How should we approach the neurological history in childhood? 

  • History taking: interactive
  • Hear what was said, not what you thought was said
  • Avoid quasi-medical language
  • Time course of symptoms crucial
  • Distinguishing static from slowly progressive symptoms can be challenging


How does one carry out the neurological examination in childhood? 

  • Opportunistic approach and observation skills
  • Appearance
  • Gait
  • Head size
  • Skin findings
  • Real world examination (depends on age)


List some common paeds neurology and their epidemiology:

  • Migraine 7.7% of children 10-17
  • Traumatic Brain Injury: 180-300/ 100,000 children
  • Tourette syndrome: 1% of all children with high frequency in ADHD and OCD
  • Epilepsy: 0.7% of all children, 1/3 will have intractable epilepsy
  • Brain tumours: second most common cancer in children


What are different types of headache patterns in paeds?

Which ones are more concerning 

  • Isolated acute
  • Recurrent acute
  • Chronic progressive
  • Chronic non-progressive


What headache questions do we need to ascertain? 

  • Any warning?
  • Location?
  • Severity?
  • Duration?
  • Frequency?


What are elements of headaches examination? 

  • Growth parameters, OFC, BP
  • Sinuses, teeth, visual acuity
  • Fundoscopy
  • Visual fields (craniopharyngioma)
  • Cranial bruit
  • Focal neurological signs
  • Cognitive and emotional status


Childhood migraine: SSx? 

  • Associated abdominal pain, nausea, vomiting
  • Focal symptoms/ signs before, during, after attack: Visual disturbance, paresthesia, weakness
  • ‘Pallor’
  • Aggravated by bright light/ noise
  • Relation to fatigue/ stress
  • Helped by sleep/ rest/ dark, quiet room
  • Family history often positive


Tension headache: SSx? 

  • Diffuse, symmetrical
  • Band-like distribution
  • Present most of the time (but there may be symptom free periods)
  • “Constant ache"


List the main differences between tension and migraine: 

write down and use previous to slides to compare


What would suggest raised ICP?

• **DATA PROVIDED**:
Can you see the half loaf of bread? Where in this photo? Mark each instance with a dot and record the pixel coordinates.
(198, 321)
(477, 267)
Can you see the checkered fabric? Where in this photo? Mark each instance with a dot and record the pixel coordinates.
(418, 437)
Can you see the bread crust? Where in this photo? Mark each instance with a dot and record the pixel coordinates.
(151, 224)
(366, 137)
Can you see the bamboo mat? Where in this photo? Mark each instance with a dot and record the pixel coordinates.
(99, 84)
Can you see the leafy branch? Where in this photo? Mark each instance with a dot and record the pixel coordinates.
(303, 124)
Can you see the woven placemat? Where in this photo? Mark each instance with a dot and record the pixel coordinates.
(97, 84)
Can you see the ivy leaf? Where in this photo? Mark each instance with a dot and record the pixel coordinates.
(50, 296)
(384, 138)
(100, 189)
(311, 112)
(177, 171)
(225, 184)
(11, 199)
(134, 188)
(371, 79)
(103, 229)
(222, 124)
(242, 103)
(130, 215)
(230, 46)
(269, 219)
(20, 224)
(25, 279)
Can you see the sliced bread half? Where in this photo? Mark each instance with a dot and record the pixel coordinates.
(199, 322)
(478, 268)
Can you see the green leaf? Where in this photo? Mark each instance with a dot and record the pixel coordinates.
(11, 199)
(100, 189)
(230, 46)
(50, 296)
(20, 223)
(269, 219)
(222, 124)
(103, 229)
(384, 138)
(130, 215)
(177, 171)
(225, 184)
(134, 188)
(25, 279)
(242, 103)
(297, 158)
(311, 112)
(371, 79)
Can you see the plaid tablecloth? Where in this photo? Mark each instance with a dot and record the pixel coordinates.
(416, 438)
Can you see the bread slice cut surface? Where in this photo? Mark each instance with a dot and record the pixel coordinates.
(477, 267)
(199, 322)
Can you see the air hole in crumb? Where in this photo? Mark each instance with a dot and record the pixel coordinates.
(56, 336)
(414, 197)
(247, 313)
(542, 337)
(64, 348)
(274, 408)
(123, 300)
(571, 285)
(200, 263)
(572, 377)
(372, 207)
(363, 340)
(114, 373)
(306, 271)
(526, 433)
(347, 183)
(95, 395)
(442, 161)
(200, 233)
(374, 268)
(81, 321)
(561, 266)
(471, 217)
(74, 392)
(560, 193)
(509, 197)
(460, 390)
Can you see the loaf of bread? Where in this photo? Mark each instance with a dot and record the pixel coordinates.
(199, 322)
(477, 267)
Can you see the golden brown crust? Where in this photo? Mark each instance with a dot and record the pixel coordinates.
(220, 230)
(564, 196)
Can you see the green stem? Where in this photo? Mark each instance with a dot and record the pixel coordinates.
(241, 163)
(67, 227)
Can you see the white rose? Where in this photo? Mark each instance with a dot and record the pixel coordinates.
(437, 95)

* * *

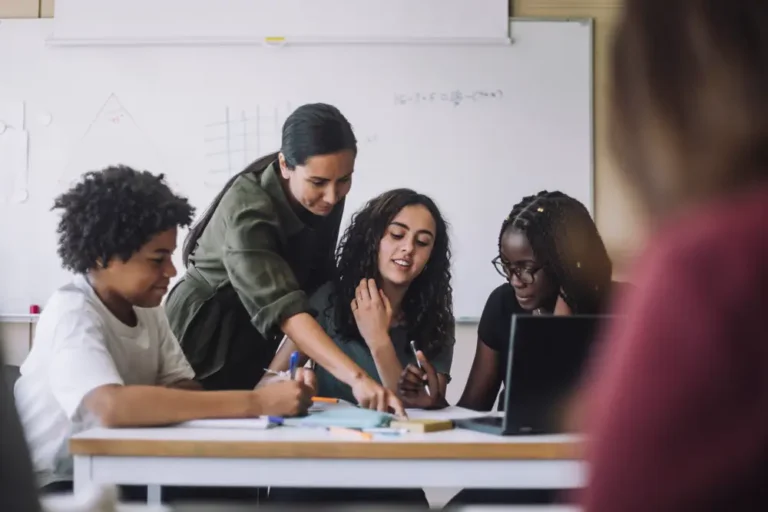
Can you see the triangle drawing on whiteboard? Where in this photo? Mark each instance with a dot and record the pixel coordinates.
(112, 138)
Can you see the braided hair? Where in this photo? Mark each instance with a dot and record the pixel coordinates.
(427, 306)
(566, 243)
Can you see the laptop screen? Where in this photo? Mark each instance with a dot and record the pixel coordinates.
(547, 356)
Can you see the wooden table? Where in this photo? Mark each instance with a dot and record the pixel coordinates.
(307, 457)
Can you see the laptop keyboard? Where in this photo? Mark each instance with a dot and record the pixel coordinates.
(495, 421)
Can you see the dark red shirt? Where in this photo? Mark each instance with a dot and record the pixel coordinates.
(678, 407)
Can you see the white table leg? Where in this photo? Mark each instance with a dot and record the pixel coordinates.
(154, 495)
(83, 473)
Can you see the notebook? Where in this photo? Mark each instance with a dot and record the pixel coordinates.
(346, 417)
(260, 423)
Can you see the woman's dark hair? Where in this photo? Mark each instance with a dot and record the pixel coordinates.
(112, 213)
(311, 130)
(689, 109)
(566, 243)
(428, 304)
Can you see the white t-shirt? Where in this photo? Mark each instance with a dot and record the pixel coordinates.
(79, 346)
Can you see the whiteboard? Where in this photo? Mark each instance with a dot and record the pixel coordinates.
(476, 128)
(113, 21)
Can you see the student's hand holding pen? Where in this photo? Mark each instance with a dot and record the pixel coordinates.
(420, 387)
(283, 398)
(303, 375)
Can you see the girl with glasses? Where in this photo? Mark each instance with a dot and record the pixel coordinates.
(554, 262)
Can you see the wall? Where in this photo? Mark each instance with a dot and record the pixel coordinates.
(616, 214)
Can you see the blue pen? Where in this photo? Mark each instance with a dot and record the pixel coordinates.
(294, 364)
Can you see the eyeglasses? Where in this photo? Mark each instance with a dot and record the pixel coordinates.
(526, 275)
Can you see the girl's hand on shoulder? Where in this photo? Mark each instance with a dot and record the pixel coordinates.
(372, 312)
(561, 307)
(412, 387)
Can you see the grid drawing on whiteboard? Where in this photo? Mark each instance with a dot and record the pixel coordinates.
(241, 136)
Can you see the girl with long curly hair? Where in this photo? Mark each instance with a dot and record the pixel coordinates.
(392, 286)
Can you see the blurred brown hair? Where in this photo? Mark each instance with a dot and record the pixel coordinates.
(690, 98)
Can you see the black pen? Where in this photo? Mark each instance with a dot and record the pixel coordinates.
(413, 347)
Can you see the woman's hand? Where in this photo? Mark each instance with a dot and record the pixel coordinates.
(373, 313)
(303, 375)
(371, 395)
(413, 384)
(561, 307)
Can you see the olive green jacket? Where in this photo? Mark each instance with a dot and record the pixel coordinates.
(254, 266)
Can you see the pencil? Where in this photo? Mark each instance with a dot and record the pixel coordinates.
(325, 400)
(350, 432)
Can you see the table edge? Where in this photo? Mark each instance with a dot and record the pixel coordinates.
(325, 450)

...

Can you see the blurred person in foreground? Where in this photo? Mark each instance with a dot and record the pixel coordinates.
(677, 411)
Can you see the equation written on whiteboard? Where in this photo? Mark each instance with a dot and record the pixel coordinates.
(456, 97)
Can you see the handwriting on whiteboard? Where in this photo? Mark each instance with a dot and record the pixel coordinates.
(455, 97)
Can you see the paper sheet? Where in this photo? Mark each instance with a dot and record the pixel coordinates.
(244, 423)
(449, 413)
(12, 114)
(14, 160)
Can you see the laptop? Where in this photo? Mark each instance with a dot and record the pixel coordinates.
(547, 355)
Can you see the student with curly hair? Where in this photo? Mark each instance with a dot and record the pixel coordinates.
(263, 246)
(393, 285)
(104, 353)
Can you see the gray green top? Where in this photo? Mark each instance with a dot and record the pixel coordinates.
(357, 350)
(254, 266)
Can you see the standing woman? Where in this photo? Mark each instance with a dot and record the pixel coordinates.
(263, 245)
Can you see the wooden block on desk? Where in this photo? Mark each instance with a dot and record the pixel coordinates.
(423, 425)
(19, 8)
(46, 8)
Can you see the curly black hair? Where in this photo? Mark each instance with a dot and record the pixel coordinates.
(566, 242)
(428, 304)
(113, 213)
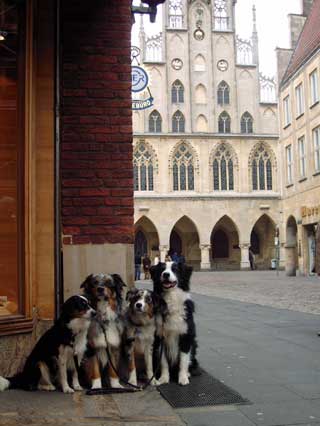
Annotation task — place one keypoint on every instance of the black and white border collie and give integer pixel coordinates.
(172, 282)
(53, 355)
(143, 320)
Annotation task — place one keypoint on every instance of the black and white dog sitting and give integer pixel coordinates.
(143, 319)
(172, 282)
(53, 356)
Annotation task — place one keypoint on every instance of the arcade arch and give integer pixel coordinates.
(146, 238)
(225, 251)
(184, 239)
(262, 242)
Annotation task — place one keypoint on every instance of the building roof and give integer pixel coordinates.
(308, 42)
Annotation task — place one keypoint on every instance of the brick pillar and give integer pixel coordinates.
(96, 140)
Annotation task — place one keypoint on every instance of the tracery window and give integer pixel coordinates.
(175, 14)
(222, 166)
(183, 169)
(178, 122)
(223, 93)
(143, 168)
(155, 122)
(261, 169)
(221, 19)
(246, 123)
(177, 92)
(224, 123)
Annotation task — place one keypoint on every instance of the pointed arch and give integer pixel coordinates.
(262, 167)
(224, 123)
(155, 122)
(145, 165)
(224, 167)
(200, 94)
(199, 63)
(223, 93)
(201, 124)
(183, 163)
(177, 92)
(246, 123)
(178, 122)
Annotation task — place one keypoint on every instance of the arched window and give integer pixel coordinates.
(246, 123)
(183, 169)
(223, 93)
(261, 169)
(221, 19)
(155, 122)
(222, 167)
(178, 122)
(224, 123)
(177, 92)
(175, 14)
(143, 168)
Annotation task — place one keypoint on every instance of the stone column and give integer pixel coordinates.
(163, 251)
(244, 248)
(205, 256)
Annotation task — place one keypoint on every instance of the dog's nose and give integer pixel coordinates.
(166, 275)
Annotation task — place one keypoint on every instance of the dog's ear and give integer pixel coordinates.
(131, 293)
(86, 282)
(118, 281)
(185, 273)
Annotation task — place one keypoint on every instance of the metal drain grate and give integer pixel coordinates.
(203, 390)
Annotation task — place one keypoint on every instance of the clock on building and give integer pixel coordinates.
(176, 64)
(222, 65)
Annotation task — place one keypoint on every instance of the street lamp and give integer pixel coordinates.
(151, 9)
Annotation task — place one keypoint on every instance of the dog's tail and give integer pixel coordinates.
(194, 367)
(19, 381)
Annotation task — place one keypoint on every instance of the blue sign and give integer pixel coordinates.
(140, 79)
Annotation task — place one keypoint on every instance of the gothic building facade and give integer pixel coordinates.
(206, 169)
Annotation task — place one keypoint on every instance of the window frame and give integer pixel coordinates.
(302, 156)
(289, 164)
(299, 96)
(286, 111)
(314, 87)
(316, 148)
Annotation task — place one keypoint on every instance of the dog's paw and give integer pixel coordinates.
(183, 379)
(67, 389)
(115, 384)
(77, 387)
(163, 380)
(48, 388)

• **YOUR ASSIGNMENT**:
Answer these from the child neurology notes:
1. What percentage of children aged 10-17 have migraine?
2. What kind of distribution is listed for tension headache?
3. Which condition is given in parentheses after "Visual fields" in the headache examination?
The records are separate material and have no link to the child neurology notes.

• **YOUR SOLUTION**:
1. 7.7%
2. Band-like
3. Craniopharyngioma